§ **Goal of the exercise**
Reproduce the entries word for word but drop every picture.
------ Data under study ------
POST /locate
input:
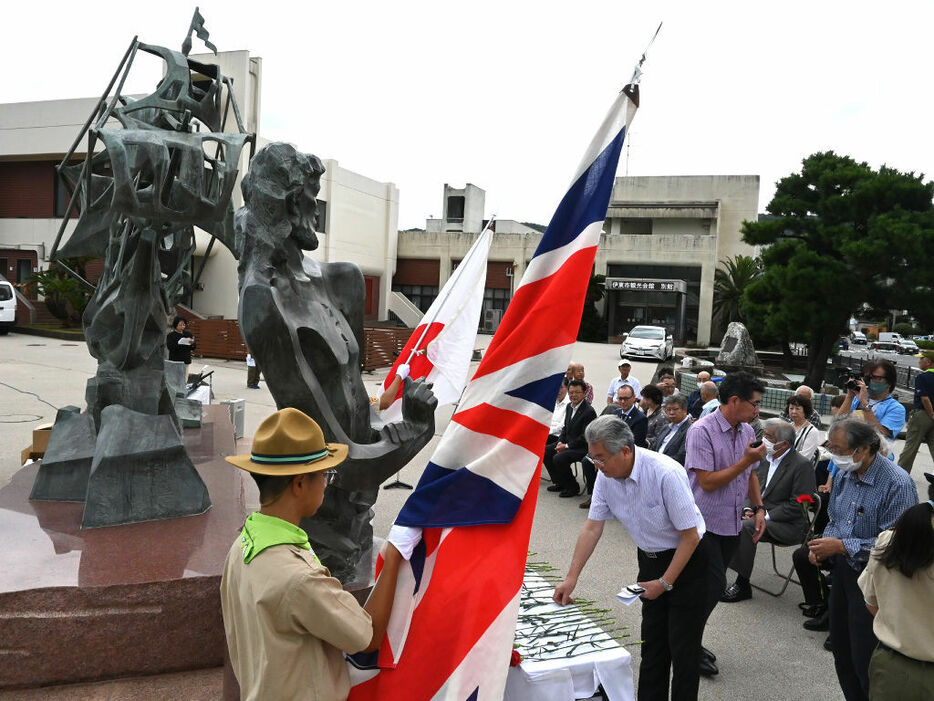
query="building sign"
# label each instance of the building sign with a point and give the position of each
(644, 285)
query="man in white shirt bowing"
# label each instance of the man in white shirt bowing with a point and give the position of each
(650, 495)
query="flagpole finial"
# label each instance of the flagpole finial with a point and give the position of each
(197, 27)
(637, 71)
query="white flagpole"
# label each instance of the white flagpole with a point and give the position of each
(447, 295)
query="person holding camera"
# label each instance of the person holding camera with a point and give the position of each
(872, 395)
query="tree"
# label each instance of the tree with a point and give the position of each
(65, 297)
(729, 284)
(842, 235)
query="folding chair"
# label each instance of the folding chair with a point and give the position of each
(812, 512)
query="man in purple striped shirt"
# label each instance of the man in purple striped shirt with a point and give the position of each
(721, 461)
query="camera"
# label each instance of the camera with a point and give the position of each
(852, 381)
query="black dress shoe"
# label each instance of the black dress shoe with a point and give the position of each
(821, 622)
(812, 610)
(736, 592)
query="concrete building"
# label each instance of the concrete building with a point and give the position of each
(427, 258)
(358, 216)
(663, 239)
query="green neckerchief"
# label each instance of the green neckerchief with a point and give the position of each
(261, 531)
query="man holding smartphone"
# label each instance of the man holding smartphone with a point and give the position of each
(650, 495)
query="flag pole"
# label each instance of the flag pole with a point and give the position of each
(397, 483)
(447, 295)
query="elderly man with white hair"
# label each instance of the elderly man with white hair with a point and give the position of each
(709, 397)
(784, 474)
(807, 392)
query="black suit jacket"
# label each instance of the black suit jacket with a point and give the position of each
(677, 446)
(794, 477)
(572, 434)
(637, 422)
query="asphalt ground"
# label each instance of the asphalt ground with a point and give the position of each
(763, 652)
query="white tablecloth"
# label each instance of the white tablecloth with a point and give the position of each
(578, 663)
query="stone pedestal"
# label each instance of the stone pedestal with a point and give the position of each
(88, 604)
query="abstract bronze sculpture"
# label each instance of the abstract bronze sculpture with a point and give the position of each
(168, 167)
(303, 322)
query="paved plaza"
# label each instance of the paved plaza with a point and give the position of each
(763, 652)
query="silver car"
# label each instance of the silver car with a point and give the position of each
(647, 342)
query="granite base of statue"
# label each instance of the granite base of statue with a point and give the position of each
(737, 351)
(303, 322)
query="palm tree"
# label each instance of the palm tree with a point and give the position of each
(729, 284)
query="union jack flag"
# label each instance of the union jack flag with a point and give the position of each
(457, 600)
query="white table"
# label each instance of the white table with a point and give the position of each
(565, 655)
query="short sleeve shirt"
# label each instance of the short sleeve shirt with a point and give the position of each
(924, 387)
(653, 503)
(714, 445)
(889, 411)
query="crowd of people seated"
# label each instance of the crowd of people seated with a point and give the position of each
(716, 435)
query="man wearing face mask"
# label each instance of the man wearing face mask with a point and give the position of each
(869, 493)
(785, 474)
(873, 396)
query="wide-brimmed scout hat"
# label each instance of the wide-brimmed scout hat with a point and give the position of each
(289, 443)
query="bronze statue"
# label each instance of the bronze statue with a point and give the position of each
(155, 167)
(303, 322)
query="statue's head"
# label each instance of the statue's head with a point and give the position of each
(280, 188)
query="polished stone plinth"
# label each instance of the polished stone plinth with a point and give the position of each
(85, 604)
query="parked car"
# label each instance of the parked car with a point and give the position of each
(883, 349)
(7, 307)
(647, 341)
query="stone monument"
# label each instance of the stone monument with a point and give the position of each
(303, 322)
(156, 167)
(737, 351)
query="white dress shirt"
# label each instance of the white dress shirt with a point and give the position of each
(672, 430)
(653, 503)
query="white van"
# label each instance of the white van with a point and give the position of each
(7, 307)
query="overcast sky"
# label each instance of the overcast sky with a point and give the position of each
(507, 94)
------
§ **Written solution**
POST /locate
input:
query="building sign"
# label each instance of the building sign with a point and give the position of each
(644, 285)
query="man in white shirt bowing"
# label each instance of the man in white shirt bowing with a point and give the position of each
(650, 495)
query="flagpole finial"
# label each instance of the flagpole finial with a point and give the position of each
(197, 27)
(637, 71)
query="white flagpole"
# label each instance of the white flagpole with a point and give the position of each
(447, 295)
query="person holding camera"
# label each instance of the person holding camera with a point and give the position of each
(872, 395)
query="tree"
# label each instance of the tree with a point and give the position of each
(65, 297)
(729, 284)
(842, 235)
query="folding chair"
# label each instance of the folding chair with a point and give the position of each
(812, 512)
query="man in purple striped shirt"
# label each instance of the man in purple striped shirt with a point and give the position of each
(721, 461)
query="camera"
# label each instance of the camera with a point and give the position of each
(852, 381)
query="black dress shoe"
# label each instance of the black dress shoe with a point and give the position of each
(821, 622)
(812, 610)
(736, 592)
query="concrete building"
# label each instance of the concrete building with a point and give the position of each
(427, 258)
(358, 216)
(663, 239)
query="green neckerchief"
# label each instance of the green neckerchief with a point and give the position of each
(261, 531)
query="man holding smartphone"
# label each instance of the man holding smartphone with a point and give the position of each
(650, 495)
query="flag pole"
# label each instance of the flag pole with a point and give the position of each
(397, 483)
(447, 295)
query="elderly man with white hair"
# label each instance of the elderly man with white hair with a point and give the position of each
(709, 397)
(784, 474)
(807, 392)
query="black suit jacket"
# label each instance of the black suit jacket with a point and give the position of each
(677, 446)
(794, 477)
(572, 434)
(637, 422)
query="asphalt ground"
# label each instance of the asphalt ground with a point and give the position of each
(763, 652)
query="white tablecloth"
# label each instance of the white tablecloth with a point and give the position of each
(578, 663)
query="stone pedestal"
# label each instance of the stone pedestal with a point and give the position of each
(88, 604)
query="abstract bronze sculpture"
# label each instance of the abstract bronze sculpture with a point and give the position of each
(168, 167)
(303, 322)
query="paved plaza"
# label each instance of the paved plaza with a point and give the position of each
(763, 652)
query="silver car"
# label each instance of the silver car with a point and give the position of each
(647, 342)
query="granite base of statue"
# label each instance of the granite base of statue with a point and give the position of each
(737, 351)
(303, 322)
query="palm tree"
# label each instance of the palm tree with a point and give the position of each
(729, 284)
query="union jack flag"
# label each instance of the union jack flag with a point and give the position of each
(457, 600)
query="white table"
# label each instance of the white table with a point and give the position of each
(565, 655)
query="short sleeve shirt"
# label each instance of the short sleeve shirt with a point and give the position of each
(924, 387)
(653, 503)
(714, 445)
(889, 411)
query="crowd of people seated"
# label each instance of the crowd of people seated with a point and give the position of each
(716, 435)
query="man wearing face mask"
# label each instance of the man wearing face mask with a point and give the position of each
(869, 493)
(785, 474)
(873, 396)
query="wide-brimmed scout hat"
# label each instance of the wide-brimmed scout hat with a point and give the position of each
(289, 443)
query="bronze statue"
# label each instance of the bronze statue with a point and give the position of each
(155, 167)
(303, 322)
query="statue's head"
# label each instance of the statue's head with a point and give the position of each
(280, 188)
query="polished stone plinth"
# label each instance of the polished stone plinth with a point and give the position of each
(85, 604)
query="parked car"
# label each instance of the parked car with a point and give the position of each
(883, 349)
(7, 307)
(647, 341)
query="stone monument"
# label each instance of the stone monument with a point and give the position of each
(303, 322)
(156, 167)
(737, 351)
query="white dress shirt"
# label each instance of the white dress shirt with a point and give the position of each
(672, 430)
(653, 503)
query="white van"
# label each instance of the white van with a point and give the position of each
(7, 307)
query="overcast sky"
# label each instance of the overcast sky with a point and give the position of each
(507, 94)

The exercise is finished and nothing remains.